===== Stored data =====

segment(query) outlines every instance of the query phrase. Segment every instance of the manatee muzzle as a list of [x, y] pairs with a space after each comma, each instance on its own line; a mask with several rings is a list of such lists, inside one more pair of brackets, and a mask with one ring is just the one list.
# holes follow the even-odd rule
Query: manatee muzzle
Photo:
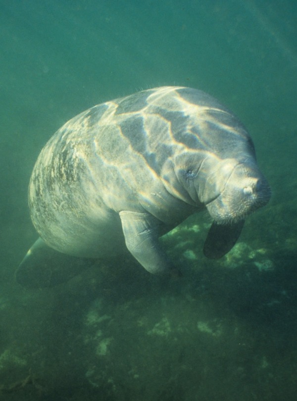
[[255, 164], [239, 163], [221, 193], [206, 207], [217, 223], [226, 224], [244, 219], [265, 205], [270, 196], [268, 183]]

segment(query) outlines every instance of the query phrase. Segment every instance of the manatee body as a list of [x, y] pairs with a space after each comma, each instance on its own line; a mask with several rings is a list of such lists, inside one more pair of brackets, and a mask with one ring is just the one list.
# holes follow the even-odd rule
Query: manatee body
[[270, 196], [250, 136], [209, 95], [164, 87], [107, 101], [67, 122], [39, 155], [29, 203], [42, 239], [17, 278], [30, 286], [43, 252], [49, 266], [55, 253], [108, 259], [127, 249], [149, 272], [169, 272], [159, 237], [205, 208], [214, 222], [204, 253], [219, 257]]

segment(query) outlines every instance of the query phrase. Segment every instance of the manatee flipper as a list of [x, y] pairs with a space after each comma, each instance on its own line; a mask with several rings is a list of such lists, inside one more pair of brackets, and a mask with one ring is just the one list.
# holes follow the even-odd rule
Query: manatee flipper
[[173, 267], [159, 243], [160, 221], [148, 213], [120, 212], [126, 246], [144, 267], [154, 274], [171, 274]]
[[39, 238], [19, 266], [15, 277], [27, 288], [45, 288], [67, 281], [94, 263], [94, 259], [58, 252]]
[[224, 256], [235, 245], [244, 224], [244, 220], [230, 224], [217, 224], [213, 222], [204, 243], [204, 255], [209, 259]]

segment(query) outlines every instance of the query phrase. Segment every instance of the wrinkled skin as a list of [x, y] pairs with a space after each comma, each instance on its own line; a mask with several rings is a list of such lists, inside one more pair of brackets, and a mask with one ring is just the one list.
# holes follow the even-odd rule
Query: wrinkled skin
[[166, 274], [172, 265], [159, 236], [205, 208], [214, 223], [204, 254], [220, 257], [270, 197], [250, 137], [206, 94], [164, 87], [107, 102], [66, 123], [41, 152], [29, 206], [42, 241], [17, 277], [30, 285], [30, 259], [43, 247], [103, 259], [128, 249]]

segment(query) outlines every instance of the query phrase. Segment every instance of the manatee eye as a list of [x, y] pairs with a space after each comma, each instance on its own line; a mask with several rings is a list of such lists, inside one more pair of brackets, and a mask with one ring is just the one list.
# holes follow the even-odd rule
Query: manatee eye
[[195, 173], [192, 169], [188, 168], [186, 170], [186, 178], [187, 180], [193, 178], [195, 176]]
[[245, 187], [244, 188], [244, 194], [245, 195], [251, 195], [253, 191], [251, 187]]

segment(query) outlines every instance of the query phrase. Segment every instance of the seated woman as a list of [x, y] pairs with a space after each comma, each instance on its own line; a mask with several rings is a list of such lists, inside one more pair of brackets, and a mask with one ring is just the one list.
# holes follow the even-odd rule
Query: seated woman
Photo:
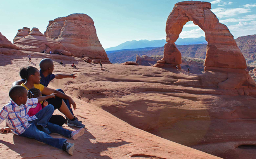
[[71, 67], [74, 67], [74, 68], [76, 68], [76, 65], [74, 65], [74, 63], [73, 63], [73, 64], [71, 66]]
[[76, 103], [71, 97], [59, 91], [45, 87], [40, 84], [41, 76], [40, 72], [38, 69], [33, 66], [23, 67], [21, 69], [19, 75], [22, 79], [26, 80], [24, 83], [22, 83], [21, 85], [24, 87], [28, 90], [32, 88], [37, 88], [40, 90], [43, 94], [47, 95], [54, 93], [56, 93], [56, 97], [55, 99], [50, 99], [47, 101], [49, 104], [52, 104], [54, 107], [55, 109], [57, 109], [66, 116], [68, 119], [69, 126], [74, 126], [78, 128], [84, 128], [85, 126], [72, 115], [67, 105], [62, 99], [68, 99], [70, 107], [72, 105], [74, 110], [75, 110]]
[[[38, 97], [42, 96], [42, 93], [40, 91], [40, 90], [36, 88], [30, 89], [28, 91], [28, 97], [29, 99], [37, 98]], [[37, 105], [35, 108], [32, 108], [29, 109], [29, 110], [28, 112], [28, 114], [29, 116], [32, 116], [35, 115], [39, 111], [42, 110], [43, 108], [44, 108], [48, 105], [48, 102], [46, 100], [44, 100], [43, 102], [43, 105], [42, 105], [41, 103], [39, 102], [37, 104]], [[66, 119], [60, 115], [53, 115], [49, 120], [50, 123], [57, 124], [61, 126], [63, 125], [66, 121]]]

=====
===== Stored data =====

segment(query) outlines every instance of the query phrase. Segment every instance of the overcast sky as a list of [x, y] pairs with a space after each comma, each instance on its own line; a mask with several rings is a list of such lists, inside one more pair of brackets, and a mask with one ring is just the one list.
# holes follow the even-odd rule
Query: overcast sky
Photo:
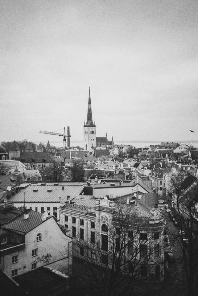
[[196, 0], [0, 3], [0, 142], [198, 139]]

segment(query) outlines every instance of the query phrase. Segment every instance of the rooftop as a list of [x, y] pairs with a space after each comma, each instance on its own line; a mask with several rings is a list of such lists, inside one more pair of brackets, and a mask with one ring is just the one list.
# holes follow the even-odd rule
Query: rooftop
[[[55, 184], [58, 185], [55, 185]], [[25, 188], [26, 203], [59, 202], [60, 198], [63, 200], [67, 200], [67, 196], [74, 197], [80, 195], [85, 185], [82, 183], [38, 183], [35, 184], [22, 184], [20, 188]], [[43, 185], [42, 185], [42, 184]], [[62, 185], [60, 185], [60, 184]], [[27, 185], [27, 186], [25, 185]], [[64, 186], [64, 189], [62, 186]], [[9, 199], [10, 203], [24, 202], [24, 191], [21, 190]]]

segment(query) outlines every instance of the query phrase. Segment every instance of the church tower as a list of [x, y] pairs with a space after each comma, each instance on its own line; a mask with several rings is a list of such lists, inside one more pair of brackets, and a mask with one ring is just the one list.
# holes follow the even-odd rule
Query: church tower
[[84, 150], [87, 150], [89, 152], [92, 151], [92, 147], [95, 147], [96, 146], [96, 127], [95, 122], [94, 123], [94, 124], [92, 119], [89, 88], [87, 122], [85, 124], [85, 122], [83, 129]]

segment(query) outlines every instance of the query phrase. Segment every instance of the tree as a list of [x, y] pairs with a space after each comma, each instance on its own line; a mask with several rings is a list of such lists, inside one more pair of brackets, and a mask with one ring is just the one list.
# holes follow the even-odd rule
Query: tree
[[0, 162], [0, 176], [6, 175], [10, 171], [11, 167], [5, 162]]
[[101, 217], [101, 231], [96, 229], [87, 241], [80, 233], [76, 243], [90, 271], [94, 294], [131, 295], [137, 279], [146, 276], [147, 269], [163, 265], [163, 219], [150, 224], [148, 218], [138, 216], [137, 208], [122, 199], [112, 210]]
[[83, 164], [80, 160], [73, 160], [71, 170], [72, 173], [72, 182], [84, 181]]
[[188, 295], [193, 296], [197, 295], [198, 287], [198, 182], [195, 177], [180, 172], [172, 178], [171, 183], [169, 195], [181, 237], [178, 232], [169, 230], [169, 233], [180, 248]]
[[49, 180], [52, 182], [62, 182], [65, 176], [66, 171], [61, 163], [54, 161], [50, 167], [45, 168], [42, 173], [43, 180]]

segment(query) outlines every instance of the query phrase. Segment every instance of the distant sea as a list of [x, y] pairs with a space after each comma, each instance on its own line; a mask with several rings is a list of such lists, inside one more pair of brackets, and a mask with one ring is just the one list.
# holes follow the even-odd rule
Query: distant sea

=====
===== Stored data =====

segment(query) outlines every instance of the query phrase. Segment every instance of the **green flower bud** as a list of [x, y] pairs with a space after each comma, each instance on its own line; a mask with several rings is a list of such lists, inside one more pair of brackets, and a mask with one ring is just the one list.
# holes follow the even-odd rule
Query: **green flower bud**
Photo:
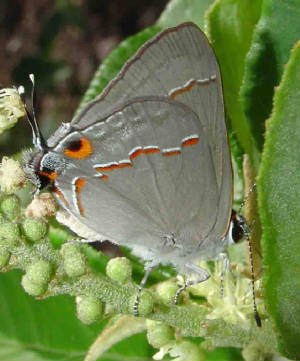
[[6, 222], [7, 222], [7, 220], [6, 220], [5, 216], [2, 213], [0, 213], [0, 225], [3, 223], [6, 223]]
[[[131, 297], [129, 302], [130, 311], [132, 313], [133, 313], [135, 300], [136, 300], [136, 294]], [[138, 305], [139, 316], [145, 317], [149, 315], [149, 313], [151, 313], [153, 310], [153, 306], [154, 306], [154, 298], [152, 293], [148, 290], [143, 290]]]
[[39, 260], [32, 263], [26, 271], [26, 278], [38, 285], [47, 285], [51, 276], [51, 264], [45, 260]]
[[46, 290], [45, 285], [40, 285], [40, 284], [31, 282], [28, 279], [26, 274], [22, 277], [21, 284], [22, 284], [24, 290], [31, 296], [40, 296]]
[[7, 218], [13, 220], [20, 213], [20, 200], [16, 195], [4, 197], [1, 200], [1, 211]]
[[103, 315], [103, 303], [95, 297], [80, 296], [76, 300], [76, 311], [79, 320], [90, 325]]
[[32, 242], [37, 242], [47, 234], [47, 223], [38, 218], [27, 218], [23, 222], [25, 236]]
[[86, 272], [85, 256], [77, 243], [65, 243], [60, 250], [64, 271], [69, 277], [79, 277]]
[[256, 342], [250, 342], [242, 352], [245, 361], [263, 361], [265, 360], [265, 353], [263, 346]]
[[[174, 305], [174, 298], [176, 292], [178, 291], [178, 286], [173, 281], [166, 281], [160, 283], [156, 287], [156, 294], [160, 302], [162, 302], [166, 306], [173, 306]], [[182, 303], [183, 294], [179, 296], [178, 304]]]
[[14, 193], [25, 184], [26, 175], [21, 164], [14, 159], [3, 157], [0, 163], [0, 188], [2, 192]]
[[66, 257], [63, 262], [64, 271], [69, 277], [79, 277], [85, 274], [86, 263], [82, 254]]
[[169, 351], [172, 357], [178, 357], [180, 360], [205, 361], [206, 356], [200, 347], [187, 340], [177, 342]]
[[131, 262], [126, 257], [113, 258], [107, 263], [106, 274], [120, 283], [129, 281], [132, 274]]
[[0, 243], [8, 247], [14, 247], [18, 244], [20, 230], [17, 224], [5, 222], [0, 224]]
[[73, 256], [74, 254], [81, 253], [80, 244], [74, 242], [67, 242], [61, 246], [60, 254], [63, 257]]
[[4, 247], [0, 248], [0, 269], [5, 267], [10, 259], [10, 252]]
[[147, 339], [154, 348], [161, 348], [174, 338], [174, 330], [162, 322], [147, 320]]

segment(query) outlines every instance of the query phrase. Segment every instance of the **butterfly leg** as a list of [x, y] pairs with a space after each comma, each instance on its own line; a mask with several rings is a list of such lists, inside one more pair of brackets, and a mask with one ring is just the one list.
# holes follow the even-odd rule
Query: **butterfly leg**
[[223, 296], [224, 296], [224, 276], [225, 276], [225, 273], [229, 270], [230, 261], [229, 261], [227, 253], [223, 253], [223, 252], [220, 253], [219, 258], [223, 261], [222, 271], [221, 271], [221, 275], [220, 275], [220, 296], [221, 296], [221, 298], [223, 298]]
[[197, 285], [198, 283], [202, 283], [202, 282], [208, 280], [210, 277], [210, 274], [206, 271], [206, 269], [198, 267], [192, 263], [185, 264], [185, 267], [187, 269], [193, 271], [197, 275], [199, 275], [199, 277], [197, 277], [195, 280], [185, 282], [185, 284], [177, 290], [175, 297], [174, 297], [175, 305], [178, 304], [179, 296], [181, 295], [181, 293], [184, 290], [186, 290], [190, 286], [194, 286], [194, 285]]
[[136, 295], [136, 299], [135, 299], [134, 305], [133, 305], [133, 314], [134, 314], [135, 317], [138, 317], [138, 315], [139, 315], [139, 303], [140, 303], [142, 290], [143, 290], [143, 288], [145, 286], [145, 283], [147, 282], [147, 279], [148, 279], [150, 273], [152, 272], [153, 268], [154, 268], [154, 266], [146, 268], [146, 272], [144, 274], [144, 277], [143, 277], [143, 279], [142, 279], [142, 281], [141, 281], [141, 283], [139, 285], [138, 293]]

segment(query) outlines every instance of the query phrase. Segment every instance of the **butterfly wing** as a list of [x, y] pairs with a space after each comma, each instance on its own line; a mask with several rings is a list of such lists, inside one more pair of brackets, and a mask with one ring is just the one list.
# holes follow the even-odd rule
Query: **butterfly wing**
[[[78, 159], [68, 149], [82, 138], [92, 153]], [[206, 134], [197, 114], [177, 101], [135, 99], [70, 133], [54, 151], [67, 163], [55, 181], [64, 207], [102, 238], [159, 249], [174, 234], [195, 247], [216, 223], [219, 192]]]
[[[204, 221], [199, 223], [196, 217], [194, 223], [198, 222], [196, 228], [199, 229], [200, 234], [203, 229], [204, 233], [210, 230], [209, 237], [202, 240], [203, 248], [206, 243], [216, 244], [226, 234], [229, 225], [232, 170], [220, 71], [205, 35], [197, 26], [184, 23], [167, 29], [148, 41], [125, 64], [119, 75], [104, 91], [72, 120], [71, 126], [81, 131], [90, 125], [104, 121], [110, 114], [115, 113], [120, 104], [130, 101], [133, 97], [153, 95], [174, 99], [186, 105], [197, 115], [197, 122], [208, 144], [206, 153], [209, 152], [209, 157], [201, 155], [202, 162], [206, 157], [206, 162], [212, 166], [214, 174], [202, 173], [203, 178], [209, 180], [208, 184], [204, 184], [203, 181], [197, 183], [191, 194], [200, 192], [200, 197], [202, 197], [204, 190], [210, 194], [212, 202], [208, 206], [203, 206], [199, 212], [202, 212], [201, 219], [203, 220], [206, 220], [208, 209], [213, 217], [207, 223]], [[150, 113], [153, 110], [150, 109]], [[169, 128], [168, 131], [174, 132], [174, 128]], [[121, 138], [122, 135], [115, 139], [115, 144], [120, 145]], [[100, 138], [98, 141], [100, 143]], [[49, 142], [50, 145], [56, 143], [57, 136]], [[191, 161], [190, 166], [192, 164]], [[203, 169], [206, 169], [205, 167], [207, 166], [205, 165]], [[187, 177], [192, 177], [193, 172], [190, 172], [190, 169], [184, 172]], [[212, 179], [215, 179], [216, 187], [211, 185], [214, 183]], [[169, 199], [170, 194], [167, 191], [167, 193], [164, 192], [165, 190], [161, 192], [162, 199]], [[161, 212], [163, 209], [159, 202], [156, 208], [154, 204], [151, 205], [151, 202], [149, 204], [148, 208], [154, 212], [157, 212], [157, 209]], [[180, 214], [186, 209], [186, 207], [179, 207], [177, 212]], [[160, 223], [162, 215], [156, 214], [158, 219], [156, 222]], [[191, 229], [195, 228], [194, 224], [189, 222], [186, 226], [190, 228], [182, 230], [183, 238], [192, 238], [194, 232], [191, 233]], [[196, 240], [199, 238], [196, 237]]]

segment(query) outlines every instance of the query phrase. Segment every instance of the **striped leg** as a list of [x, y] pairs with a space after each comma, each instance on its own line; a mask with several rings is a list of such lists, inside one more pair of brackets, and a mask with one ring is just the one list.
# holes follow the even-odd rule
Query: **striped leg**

=====

What you should do:
Rewrite everything from the line containing "the manatee eye" down to the line containing "178], [195, 176]]" as a numbered list, with one line per item and any blank lines left out.

Written solution:
1. segment(query) outlines every instance of the query phrase. Segment every instance of the manatee eye as a list of [x, y] pairs with a space after each comma, each instance on its own line; a mask with several rings is a list of such lists, inside one more pair of brackets, and a mask with one ring is just the one list.
2. # holes follow the even-odd rule
3. Query: manatee eye
4. [[195, 173], [192, 169], [188, 168], [186, 170], [186, 178], [187, 180], [193, 178], [195, 176]]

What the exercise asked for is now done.